(Annotated coordinate records)
..............................

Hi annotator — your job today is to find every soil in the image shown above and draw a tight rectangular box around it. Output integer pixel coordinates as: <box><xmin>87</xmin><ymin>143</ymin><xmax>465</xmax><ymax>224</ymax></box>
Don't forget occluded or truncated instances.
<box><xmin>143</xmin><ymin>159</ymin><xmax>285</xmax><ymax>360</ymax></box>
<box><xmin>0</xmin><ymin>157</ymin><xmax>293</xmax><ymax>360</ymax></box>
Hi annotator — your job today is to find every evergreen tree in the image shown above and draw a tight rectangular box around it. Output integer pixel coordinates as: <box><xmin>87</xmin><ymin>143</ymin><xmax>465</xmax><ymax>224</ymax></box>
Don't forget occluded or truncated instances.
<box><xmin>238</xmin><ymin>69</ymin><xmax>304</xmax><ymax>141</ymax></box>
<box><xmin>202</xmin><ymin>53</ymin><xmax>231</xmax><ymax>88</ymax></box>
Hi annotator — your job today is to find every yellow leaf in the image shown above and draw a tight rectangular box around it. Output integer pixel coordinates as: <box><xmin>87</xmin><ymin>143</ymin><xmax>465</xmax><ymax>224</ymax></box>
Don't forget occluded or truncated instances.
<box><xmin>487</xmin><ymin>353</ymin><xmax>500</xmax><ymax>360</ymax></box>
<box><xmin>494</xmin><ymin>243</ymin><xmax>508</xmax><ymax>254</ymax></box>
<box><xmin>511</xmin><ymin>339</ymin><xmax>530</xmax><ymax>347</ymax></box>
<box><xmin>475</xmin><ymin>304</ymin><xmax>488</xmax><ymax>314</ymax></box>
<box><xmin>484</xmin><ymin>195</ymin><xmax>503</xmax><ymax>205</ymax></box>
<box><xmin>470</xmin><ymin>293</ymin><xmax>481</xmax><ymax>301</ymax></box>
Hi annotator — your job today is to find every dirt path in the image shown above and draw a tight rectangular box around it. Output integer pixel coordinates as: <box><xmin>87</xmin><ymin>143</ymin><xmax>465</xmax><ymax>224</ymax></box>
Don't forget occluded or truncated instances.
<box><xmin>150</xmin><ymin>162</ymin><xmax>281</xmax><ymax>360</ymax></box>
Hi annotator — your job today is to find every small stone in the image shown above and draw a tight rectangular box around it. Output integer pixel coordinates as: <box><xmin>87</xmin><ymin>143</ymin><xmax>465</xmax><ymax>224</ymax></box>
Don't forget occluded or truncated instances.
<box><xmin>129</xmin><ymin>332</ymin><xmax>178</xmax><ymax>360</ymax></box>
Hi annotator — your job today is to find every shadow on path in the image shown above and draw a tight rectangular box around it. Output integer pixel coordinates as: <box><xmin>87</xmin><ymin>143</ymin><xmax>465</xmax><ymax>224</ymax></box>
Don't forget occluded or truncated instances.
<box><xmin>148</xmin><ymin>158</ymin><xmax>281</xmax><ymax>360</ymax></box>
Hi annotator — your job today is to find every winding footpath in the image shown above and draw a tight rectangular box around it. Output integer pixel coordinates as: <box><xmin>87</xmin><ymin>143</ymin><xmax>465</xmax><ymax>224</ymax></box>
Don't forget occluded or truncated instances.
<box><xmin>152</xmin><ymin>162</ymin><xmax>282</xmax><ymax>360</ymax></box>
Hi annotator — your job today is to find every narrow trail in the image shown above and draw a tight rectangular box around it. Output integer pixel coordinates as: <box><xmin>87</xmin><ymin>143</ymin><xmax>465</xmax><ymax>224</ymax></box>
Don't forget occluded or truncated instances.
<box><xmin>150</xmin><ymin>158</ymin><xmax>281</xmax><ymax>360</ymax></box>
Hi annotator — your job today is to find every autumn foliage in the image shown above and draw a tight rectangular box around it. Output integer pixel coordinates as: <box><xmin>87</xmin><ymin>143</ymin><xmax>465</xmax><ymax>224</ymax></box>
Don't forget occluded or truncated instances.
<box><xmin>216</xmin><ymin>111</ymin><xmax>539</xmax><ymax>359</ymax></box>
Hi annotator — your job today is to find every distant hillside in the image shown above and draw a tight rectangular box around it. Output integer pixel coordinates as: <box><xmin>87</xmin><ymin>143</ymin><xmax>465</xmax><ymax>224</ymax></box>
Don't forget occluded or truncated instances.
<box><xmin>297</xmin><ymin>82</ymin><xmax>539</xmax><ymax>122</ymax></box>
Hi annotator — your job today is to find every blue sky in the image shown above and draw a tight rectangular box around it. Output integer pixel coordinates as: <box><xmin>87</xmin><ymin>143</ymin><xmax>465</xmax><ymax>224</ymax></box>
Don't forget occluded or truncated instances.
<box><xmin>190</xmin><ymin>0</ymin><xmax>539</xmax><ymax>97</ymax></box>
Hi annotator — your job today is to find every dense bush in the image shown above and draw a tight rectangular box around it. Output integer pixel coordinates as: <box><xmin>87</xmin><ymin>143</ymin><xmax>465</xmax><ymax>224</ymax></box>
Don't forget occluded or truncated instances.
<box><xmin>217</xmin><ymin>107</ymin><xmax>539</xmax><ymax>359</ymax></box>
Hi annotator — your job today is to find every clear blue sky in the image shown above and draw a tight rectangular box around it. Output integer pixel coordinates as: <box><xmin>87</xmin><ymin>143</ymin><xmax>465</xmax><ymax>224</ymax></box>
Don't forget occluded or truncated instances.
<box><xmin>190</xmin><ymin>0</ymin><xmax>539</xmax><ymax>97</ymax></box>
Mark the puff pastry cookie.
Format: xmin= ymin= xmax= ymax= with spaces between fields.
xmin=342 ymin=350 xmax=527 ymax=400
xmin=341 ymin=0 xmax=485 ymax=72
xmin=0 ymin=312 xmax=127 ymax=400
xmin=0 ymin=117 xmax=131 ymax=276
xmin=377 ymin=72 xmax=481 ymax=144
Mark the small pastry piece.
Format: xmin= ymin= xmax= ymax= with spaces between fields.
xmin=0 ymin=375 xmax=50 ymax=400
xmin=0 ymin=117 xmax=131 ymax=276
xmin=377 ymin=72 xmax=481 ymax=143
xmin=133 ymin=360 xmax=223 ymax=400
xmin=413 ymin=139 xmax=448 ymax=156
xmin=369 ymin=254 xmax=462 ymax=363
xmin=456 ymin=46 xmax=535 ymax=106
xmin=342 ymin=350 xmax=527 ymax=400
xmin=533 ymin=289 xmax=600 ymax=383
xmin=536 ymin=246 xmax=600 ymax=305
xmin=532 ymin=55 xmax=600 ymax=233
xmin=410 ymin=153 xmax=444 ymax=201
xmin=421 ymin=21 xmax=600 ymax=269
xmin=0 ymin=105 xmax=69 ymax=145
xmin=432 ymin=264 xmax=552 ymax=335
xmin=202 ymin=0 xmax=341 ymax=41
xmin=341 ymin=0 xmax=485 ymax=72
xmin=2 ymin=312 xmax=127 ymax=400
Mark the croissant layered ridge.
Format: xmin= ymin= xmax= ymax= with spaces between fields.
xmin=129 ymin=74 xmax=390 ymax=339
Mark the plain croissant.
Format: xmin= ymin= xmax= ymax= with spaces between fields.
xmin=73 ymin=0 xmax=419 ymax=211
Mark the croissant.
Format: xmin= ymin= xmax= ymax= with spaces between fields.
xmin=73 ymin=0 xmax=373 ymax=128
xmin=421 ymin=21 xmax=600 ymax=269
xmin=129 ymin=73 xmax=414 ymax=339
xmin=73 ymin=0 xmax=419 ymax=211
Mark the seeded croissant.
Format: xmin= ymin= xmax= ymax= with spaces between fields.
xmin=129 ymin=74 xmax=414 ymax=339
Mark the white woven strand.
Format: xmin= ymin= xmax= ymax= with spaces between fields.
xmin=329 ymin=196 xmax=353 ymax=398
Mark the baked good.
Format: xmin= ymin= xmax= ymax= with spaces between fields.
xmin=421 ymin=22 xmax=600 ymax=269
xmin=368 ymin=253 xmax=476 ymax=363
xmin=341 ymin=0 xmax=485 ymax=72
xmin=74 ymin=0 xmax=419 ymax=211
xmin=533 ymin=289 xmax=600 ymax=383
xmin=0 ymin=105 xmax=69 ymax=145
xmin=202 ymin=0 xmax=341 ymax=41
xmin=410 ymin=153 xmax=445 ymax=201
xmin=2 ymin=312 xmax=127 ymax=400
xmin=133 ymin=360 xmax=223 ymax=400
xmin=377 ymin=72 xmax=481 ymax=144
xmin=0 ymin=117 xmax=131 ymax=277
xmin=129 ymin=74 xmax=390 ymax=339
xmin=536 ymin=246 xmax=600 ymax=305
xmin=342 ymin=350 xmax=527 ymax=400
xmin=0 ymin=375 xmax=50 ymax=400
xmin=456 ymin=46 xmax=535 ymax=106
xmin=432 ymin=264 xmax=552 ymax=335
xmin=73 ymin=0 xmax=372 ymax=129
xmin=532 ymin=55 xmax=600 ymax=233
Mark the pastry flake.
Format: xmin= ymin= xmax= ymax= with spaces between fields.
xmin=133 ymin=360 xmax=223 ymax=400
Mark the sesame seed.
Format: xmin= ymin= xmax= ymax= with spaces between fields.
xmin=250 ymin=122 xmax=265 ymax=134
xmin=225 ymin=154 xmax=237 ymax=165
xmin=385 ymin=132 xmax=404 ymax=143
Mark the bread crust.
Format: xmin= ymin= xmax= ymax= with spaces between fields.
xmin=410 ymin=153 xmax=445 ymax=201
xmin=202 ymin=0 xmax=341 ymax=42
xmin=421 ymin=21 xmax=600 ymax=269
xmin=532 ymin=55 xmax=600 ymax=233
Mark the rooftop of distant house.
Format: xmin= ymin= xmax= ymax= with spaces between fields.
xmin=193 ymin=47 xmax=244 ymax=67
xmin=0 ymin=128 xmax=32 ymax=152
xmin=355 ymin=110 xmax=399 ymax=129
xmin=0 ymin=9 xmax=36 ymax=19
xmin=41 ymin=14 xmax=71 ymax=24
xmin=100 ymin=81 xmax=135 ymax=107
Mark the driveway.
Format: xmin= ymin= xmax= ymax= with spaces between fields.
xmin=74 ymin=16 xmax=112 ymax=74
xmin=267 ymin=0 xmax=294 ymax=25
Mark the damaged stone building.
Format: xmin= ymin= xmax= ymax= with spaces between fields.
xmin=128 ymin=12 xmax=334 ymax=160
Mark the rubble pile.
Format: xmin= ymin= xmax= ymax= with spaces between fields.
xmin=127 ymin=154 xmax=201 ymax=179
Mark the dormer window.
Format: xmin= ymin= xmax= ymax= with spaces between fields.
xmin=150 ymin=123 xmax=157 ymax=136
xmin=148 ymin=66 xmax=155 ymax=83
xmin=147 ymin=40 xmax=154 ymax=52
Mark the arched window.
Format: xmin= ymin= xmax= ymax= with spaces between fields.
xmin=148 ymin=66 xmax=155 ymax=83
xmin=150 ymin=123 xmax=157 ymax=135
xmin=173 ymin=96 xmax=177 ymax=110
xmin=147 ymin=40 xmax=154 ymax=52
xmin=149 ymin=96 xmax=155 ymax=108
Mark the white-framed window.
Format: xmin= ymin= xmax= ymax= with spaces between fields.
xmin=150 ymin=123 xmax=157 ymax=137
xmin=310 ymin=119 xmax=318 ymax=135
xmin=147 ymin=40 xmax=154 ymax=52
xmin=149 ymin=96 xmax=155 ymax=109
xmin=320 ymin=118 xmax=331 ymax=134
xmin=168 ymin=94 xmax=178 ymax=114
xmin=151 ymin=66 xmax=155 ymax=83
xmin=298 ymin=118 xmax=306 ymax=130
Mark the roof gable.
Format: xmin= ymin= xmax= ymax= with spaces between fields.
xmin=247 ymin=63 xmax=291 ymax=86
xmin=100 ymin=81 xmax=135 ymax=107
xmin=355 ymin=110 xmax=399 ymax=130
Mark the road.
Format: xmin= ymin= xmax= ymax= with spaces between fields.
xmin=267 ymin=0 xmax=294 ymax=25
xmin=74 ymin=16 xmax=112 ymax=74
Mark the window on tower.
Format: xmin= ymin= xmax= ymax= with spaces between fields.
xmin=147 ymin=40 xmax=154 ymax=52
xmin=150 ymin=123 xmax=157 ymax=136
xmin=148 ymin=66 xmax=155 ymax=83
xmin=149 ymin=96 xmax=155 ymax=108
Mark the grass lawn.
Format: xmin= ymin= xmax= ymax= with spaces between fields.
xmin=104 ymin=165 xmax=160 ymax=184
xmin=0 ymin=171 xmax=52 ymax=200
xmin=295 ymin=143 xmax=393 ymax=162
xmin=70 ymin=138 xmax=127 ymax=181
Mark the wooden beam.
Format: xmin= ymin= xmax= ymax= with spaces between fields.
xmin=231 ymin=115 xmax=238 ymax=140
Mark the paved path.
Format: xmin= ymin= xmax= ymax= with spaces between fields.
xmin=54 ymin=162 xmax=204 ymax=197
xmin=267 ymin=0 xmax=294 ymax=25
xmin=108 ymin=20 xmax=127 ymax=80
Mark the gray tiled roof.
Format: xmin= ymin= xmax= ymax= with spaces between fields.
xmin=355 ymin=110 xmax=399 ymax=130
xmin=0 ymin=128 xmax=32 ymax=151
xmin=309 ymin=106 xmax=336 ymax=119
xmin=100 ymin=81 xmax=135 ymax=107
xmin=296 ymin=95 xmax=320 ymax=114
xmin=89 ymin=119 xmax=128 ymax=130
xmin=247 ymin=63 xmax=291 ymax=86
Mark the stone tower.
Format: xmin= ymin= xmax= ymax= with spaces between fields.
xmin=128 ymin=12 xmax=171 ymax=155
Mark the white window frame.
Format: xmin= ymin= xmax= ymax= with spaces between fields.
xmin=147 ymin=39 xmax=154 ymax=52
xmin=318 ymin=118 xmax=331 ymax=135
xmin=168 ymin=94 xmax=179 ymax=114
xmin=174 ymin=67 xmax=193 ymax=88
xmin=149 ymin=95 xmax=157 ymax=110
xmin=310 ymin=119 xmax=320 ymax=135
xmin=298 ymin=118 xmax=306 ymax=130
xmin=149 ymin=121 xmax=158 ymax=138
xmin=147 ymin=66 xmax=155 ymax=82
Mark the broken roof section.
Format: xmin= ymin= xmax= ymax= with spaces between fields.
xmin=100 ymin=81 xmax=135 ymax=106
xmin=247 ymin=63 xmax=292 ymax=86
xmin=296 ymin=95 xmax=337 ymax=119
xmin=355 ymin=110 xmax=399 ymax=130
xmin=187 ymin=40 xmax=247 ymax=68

..............................

- **Your task**: Locate every line in the records above that contains the word "blue" and copy each of those lines in full.

- **Expected answer**:
Hi annotator — your job today is to find every blue sky in the image shown above and draw a tight rectangular box around it. Output integer pixel coordinates as: <box><xmin>87</xmin><ymin>143</ymin><xmax>465</xmax><ymax>224</ymax></box>
Hi annotator — your job today is to find every clear blue sky in the image shown above and draw a tight rectangular box around it. Output integer pixel coordinates as: <box><xmin>87</xmin><ymin>143</ymin><xmax>465</xmax><ymax>224</ymax></box>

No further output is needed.